**Texto de origem:**
▶

Marisa Monte "Infinito ao meu Redor"

A agenda assinala duas décadas de carreira. Para trás estão oito CD (incluindo “Os Tribalistas”) e, agora, seis DVD. Não é muito, mas é demais. “Infinito ao Meu Redor”, subtraído aos 18 meses da digressão “Universo Particular”, não é um concerto – contém, isso sim, nove canções em meia hora de excertos, com um inédito (‘Não é Proibido’, original da pior extracção axé-mix já adoptado por Ivete Sangalo), e um documentário de filiação “60 Minutes”/“Toda a Verdade”. Narrado por Marisa, começa discutindo “meios de produção” e “ética de trabalho”, fala da imprensa enquanto “negócio de vender notícias”, mas não vai além do registo ‘“Carrie Bradshaw lê “O Capital”’, ainda que pelos vistos não tenha chegado à definição de “fetichismo da mercadoria”. Mas cedo, e previsivelmente, tudo reverte ao tom MTV-“Diary”, diluindo melancolia de tour bus e olheiras de jet lag pelas infinitas e indistintas plateias, cidades e suites de hotel do mundo inteiro. O trunfo é a mão perdedora: a cantora olha para lá do espelho e encontra o umbigo. 1º de Maio em Lisboa: nos Restauradores, um revolução-som-sistema toca a versão de Roberta Miranda de ‘Cabecinha no Ombro’. O Marxismo é um lugar estranho.

◀

**Objetivo do exercício:**
Responda, com base na crítica ao DVD de Marisa Monte:
(a) Quantas canções contém "Infinito ao Meu Redor" e em quanto tempo de excertos?
(b) De que digressão foi retirado o registo e quanto tempo durou essa digressão?
(c) Onde se toca, no 1º de Maio em Lisboa, a versão de 'Cabecinha no Ombro', e de quem é essa versão?

**Dados de origem:**
▶

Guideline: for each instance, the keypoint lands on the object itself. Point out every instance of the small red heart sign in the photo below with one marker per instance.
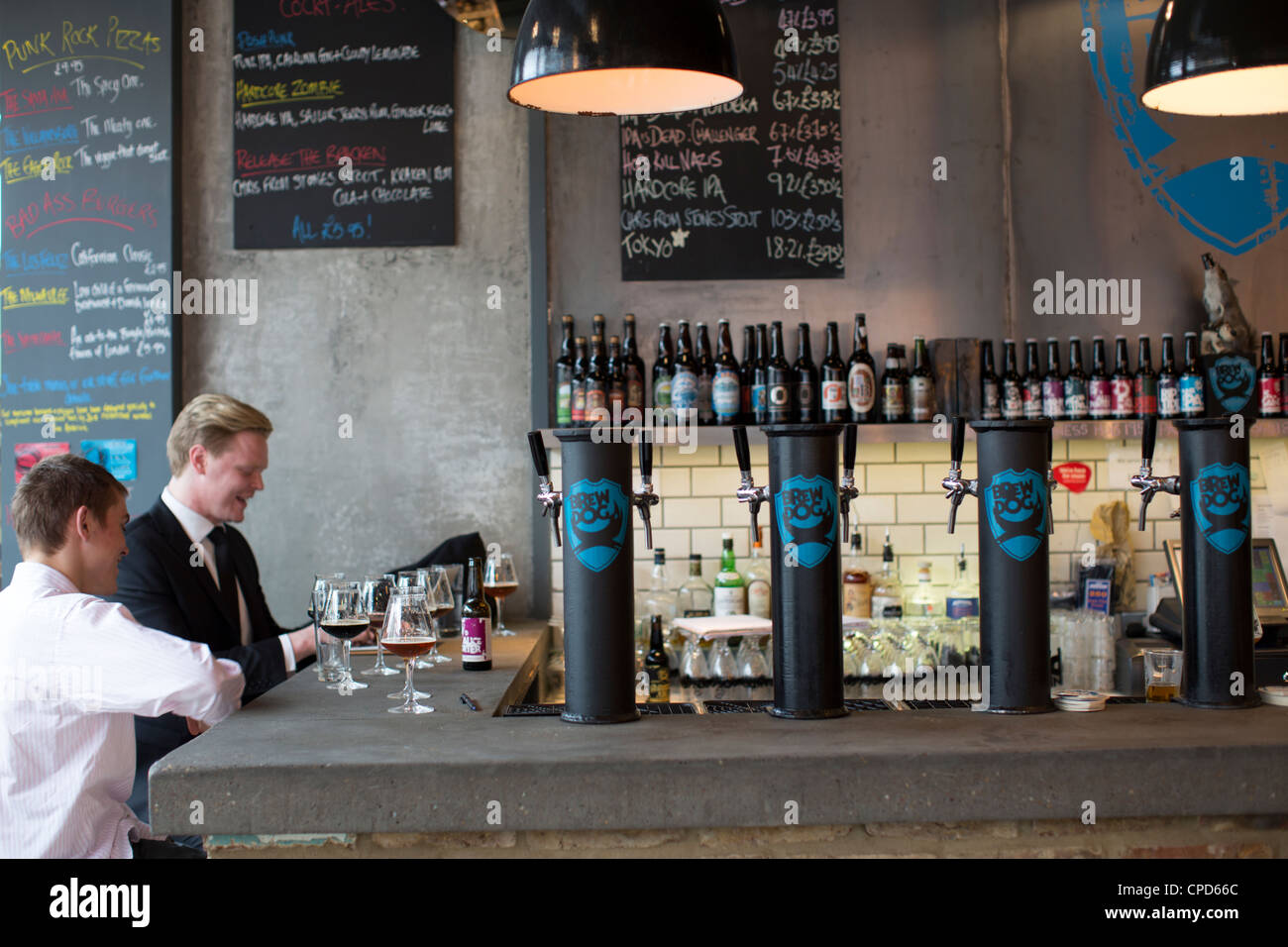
(1073, 475)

◀

**Resposta:**
(a) Nove canções em meia hora de excertos.
(b) Da digressão "Universo Particular", que durou 18 meses.
(c) Nos Restauradores; a versão é de Roberta Miranda.